INSTRUCTIONS TO FOLLOW → The records below hold pictures; please leave those out and retype the rest exactly.

RECORDS TO USE →
------------------------------------------------------------
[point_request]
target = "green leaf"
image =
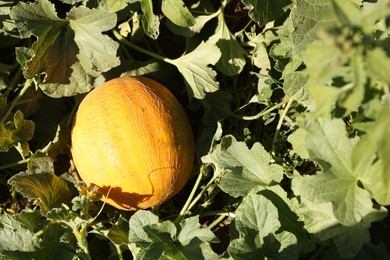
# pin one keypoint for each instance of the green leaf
(200, 22)
(264, 11)
(136, 223)
(347, 12)
(51, 190)
(232, 60)
(150, 22)
(177, 12)
(288, 209)
(16, 131)
(295, 86)
(69, 52)
(376, 179)
(352, 98)
(194, 67)
(297, 140)
(242, 169)
(6, 140)
(113, 6)
(308, 18)
(190, 230)
(119, 232)
(321, 222)
(15, 236)
(337, 182)
(256, 218)
(163, 246)
(378, 58)
(23, 130)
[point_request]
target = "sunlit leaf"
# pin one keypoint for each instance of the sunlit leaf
(232, 60)
(51, 190)
(177, 12)
(194, 66)
(263, 11)
(70, 52)
(242, 169)
(150, 21)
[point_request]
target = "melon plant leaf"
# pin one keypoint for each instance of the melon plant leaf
(297, 139)
(74, 46)
(194, 66)
(242, 169)
(177, 12)
(289, 219)
(377, 58)
(119, 232)
(150, 21)
(263, 11)
(200, 22)
(18, 130)
(113, 6)
(232, 60)
(190, 230)
(162, 238)
(136, 223)
(15, 236)
(50, 189)
(337, 182)
(6, 140)
(256, 218)
(377, 179)
(308, 18)
(321, 222)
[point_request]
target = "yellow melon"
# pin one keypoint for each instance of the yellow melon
(132, 137)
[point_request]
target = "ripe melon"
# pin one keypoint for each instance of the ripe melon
(132, 138)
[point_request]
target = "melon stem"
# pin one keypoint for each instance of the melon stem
(124, 41)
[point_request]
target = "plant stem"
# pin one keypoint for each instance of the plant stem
(82, 242)
(264, 112)
(119, 251)
(27, 84)
(13, 164)
(279, 126)
(122, 40)
(217, 221)
(203, 191)
(189, 199)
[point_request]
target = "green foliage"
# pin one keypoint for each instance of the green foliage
(289, 102)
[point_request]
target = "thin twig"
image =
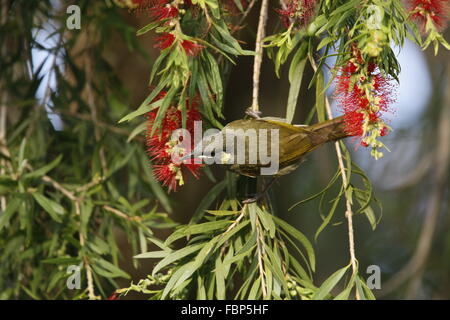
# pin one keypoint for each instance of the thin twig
(3, 102)
(348, 204)
(121, 214)
(245, 14)
(259, 52)
(414, 268)
(260, 250)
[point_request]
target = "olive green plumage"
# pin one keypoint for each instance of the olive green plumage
(294, 142)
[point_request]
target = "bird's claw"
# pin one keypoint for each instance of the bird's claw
(253, 113)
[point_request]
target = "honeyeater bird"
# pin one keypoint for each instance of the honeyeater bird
(294, 142)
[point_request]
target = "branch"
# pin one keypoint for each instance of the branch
(348, 203)
(259, 53)
(414, 268)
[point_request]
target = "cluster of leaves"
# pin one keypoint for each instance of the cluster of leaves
(65, 194)
(183, 75)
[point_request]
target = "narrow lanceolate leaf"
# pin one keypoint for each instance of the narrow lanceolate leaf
(299, 237)
(43, 170)
(295, 79)
(6, 215)
(147, 105)
(54, 209)
(177, 255)
(210, 197)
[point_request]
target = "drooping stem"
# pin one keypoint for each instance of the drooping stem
(348, 204)
(259, 53)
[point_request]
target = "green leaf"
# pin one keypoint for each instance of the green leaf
(210, 197)
(301, 238)
(196, 229)
(146, 106)
(177, 255)
(43, 170)
(54, 209)
(12, 207)
(152, 254)
(140, 128)
(295, 79)
(329, 284)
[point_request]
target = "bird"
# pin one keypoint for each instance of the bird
(294, 142)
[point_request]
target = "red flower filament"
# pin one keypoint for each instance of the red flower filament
(364, 100)
(163, 148)
(299, 12)
(436, 10)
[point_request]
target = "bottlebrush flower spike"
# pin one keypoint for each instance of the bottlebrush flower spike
(299, 12)
(364, 96)
(436, 10)
(164, 41)
(163, 148)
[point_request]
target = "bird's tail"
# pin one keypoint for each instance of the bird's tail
(330, 130)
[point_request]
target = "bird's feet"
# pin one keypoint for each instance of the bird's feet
(253, 113)
(260, 195)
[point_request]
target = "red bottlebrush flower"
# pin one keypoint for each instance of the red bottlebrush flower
(364, 100)
(384, 131)
(299, 12)
(163, 148)
(168, 175)
(191, 48)
(436, 10)
(164, 41)
(114, 296)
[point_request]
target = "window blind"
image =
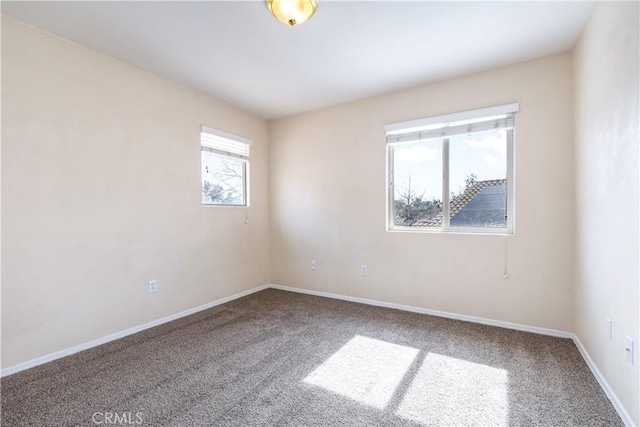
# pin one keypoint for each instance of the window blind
(227, 144)
(500, 117)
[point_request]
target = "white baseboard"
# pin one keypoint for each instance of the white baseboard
(536, 330)
(626, 418)
(481, 320)
(112, 337)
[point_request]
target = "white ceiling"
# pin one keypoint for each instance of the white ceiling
(237, 52)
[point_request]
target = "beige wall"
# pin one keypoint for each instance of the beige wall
(607, 270)
(101, 192)
(328, 181)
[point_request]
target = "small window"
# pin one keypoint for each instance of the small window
(453, 172)
(225, 168)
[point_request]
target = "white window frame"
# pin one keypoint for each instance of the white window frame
(227, 145)
(438, 127)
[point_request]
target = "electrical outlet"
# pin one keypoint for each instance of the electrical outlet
(153, 286)
(364, 270)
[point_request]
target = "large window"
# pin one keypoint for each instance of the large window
(452, 172)
(225, 168)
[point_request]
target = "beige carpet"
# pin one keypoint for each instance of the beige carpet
(280, 358)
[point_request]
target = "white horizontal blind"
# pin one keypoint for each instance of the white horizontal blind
(224, 143)
(500, 117)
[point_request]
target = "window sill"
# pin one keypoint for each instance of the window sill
(464, 231)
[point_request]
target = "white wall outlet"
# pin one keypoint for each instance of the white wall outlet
(628, 348)
(153, 286)
(364, 270)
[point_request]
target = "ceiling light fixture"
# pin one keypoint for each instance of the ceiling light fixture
(292, 12)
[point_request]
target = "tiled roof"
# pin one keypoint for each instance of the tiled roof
(460, 201)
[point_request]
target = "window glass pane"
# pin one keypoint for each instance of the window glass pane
(478, 179)
(222, 179)
(417, 171)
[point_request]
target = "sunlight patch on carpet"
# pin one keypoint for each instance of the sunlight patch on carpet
(365, 369)
(448, 391)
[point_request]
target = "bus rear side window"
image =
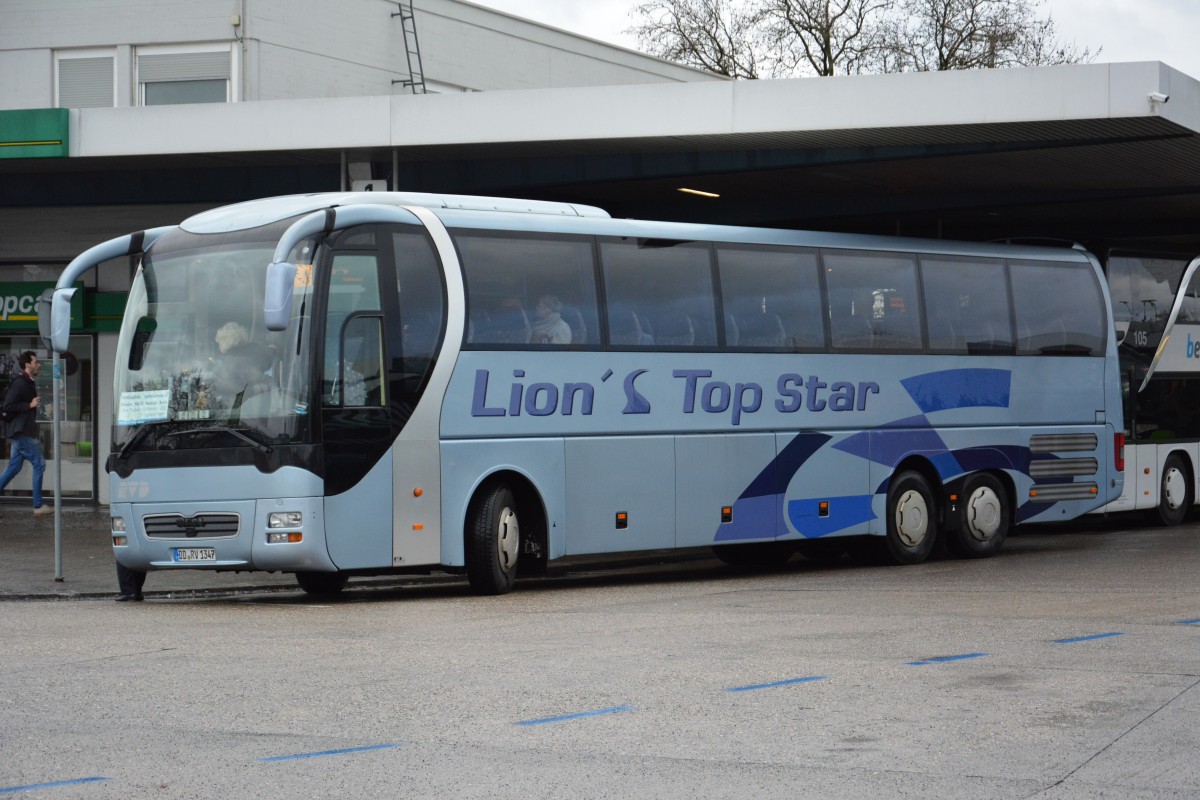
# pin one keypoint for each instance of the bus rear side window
(966, 306)
(1060, 310)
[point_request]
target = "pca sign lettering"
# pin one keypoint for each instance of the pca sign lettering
(697, 394)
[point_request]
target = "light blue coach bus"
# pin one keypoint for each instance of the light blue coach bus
(378, 383)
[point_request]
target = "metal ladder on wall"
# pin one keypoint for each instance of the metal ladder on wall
(412, 48)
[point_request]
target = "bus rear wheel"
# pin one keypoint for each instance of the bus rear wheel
(983, 522)
(322, 583)
(912, 518)
(493, 541)
(1175, 492)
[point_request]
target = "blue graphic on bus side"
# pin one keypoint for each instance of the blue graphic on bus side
(761, 510)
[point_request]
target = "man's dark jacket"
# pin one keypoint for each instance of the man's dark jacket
(21, 394)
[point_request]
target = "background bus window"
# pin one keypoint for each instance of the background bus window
(873, 301)
(659, 294)
(772, 299)
(1045, 324)
(529, 290)
(966, 305)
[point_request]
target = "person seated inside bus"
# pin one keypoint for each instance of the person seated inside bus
(243, 366)
(549, 326)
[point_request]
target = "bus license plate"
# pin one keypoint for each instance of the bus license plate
(196, 554)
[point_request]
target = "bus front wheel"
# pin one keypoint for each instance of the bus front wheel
(1175, 493)
(322, 583)
(983, 522)
(912, 518)
(493, 541)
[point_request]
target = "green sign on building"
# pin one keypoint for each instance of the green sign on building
(18, 306)
(35, 133)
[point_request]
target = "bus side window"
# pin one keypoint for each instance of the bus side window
(1050, 326)
(966, 305)
(772, 299)
(360, 367)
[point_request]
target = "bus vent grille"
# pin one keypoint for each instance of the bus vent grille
(1063, 467)
(1056, 492)
(202, 525)
(1063, 443)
------------------------------------------------------------
COMPLETE RESPONSE →
[point_request]
target = "green leaf"
image =
# pin one keypoint for each instance of the green leaf
(200, 22)
(264, 11)
(136, 223)
(347, 12)
(51, 190)
(232, 60)
(150, 22)
(177, 12)
(288, 209)
(16, 131)
(295, 86)
(69, 52)
(376, 179)
(352, 98)
(194, 67)
(297, 140)
(242, 169)
(6, 140)
(113, 6)
(308, 18)
(190, 230)
(119, 232)
(321, 222)
(15, 236)
(337, 182)
(256, 218)
(163, 246)
(378, 58)
(23, 130)
[point_request]
target = "sunlit leaf"
# pin one keypoint for each instance of the sunlit leaf
(232, 60)
(51, 190)
(177, 12)
(194, 66)
(263, 11)
(70, 52)
(242, 169)
(150, 21)
[point_request]
target = "melon plant leaf"
# pin one keypoint for each instance of the melon plant leaf
(297, 139)
(74, 46)
(194, 66)
(242, 169)
(177, 12)
(289, 219)
(377, 58)
(119, 232)
(150, 21)
(263, 11)
(200, 22)
(18, 130)
(113, 6)
(232, 60)
(190, 230)
(162, 238)
(136, 223)
(15, 236)
(50, 189)
(337, 182)
(6, 140)
(256, 218)
(377, 179)
(308, 18)
(321, 222)
[point_request]
target = "yellow melon"
# pin one keypoint for each instance of the yellow melon
(132, 137)
[point_request]
target = "ripe melon"
# pin one keypoint for each instance of the ripe melon
(132, 138)
[point_request]
target = "melon stem"
# pin one keypoint for each instance of the melon stem
(124, 41)
[point_request]
target = "plant stem"
# pin one keypoint for each instance of the plant stem
(82, 242)
(264, 112)
(119, 251)
(27, 84)
(13, 164)
(279, 126)
(122, 40)
(217, 221)
(203, 191)
(189, 199)
[point_request]
target = "green foliage"
# pin one keypoint for each instance of the green foliage
(289, 102)
[point_request]
target = "thin twig"
image =
# pin one keypoint for each instance of the thin twig
(3, 102)
(348, 204)
(121, 214)
(245, 14)
(259, 52)
(414, 268)
(260, 250)
[point_request]
target = "olive green plumage"
# pin one keypoint for each instance of the olive green plumage
(294, 142)
[point_request]
target = "bird's claw"
# pin one keypoint for each instance of the bird's claw
(253, 113)
[point_request]
target = "honeyeater bird"
# pin one keypoint for each instance of the honeyeater bird
(294, 142)
[point_request]
target = "branch"
# pin one keypoint for each instance of the branch
(348, 203)
(259, 53)
(414, 268)
[point_request]
target = "cluster of leaves"
# pin one keypoint for each instance of the cluster of leaves
(65, 194)
(183, 75)
[point_request]
target = "narrow lanceolate leaf"
# pin one keypoint for each instance of the narrow lanceolate leaf
(299, 237)
(43, 170)
(295, 79)
(6, 215)
(147, 105)
(54, 209)
(177, 255)
(210, 197)
[point_request]
target = "drooping stem"
# pin one keypoint for each instance of the drooping stem
(348, 204)
(259, 53)
[point_request]
target = "green leaf"
# pin one keypoint for each instance of the green leaf
(210, 197)
(301, 238)
(196, 229)
(146, 106)
(177, 255)
(43, 170)
(54, 209)
(12, 207)
(152, 254)
(140, 128)
(295, 79)
(329, 284)
[point_request]
target = "bird"
# pin one keypoint for each instance of the bird
(294, 142)
[point_request]
target = "red flower filament"
# pin one keypoint for each instance of the red flower filament
(364, 100)
(163, 148)
(299, 12)
(436, 10)
[point_request]
target = "bottlebrush flower spike"
# pin one keypoint for each instance of the bottlebrush flower spike
(299, 12)
(364, 96)
(436, 10)
(164, 41)
(163, 148)
[point_request]
target = "bird's tail"
# pin one keypoint for each instance of the bird's tail
(330, 130)
[point_request]
target = "bird's feet"
# pin one keypoint for each instance of the bird's feet
(253, 113)
(260, 195)
[point_request]
target = "red bottlebrush flower"
# pin one keypoint for each instance of the red bottlebrush flower
(364, 100)
(384, 131)
(299, 12)
(163, 148)
(168, 175)
(191, 48)
(436, 10)
(164, 41)
(114, 296)
[point_request]
target = "window blind"
image =
# pin one keypoint for each instance of the window blind
(227, 144)
(500, 117)
[point_request]
target = "white baseboard"
# pin one keypoint for each instance of the white baseboard
(536, 330)
(626, 418)
(481, 320)
(112, 337)
[point_request]
target = "white ceiling"
# pin one keypoint for each instance of the white ceiling
(237, 52)
[point_request]
target = "beige wall"
# pin one keypoint for each instance of the beige wall
(607, 270)
(101, 192)
(328, 181)
[point_request]
target = "small window"
# pin one keypoint for each instance of the small window
(453, 172)
(225, 168)
[point_request]
target = "white window frame"
# pin one keypoint for each instance of the white window frame
(227, 145)
(438, 127)
[point_request]
target = "electrical outlet"
# pin one keypoint for each instance of the electrical outlet
(153, 286)
(364, 270)
[point_request]
target = "large window"
# pin one keypoint for each instance of the large window
(452, 172)
(225, 168)
[point_request]
target = "beige carpet"
# pin one keypoint for each instance of the beige carpet
(280, 358)
[point_request]
target = "white horizontal blind"
# pin one keypoint for each instance of the white horizontal blind
(224, 143)
(500, 117)
[point_request]
target = "window sill"
# pin one keypoint for each instance of the window sill
(464, 231)
[point_request]
target = "white wall outlet"
# pin one keypoint for each instance of the white wall outlet
(628, 348)
(153, 286)
(364, 270)
[point_request]
target = "ceiling light fixture"
# pin one keypoint for each instance of the ceiling light fixture
(292, 12)
[point_request]
target = "tiled roof"
# pin one keypoint for each instance of the tiled roof
(460, 201)
[point_request]
target = "window glass pane"
# pin one keypoint for each instance of the window glass pane
(478, 179)
(222, 179)
(417, 171)
[point_request]
target = "sunlight patch on carpet"
# pin one keypoint for each instance of the sunlight patch on carpet
(365, 369)
(448, 391)
[point_request]
target = "bus rear side window"
image =
# pin one keypoint for each instance of the bus rear side window
(966, 306)
(1060, 310)
[point_request]
target = "pca sign lettering"
# pin one keypoint for each instance of the pca sign lettering
(697, 394)
[point_request]
target = "light blue coach bus"
# pin one keypoint for each instance of the light blue coach bus
(378, 383)
[point_request]
target = "metal ladder on wall"
# pin one keypoint for each instance of the metal ladder on wall
(412, 48)
[point_request]
target = "bus rear wheel"
# pin one keypoint for each instance of the bus rear wheel
(983, 522)
(322, 583)
(912, 518)
(493, 541)
(1175, 492)
[point_request]
target = "blue graphic on bus side"
# pin one keypoint for each instance of the blue graphic on bus side
(761, 510)
[point_request]
target = "man's dark jacket"
# pin one keypoint for each instance of the man's dark jacket
(21, 394)
[point_request]
target = "background bus window"
# pin one keypoint for each instance of the background bus window
(873, 301)
(659, 294)
(772, 299)
(1045, 324)
(529, 290)
(966, 305)
[point_request]
target = "person seated inside bus"
# pin one keypoint for each instance of the person seated inside bus
(243, 366)
(549, 326)
[point_request]
target = "bus license plate"
# pin one keypoint for each instance of the bus license plate
(196, 554)
[point_request]
target = "bus front wheel"
# pin one keypoint for each instance of the bus front wheel
(1175, 493)
(322, 583)
(983, 522)
(912, 518)
(493, 541)
[point_request]
target = "green sign on building"
# pin one keypoint for each instance of the green sign on building
(18, 306)
(35, 133)
[point_request]
target = "bus side window"
# pin one keypoint for each instance of the bus side window
(1050, 326)
(966, 305)
(772, 299)
(360, 367)
[point_request]
target = "bus vent grille"
# pin one keypoint for each instance of the bus vent grille
(1063, 467)
(1056, 492)
(202, 525)
(1063, 443)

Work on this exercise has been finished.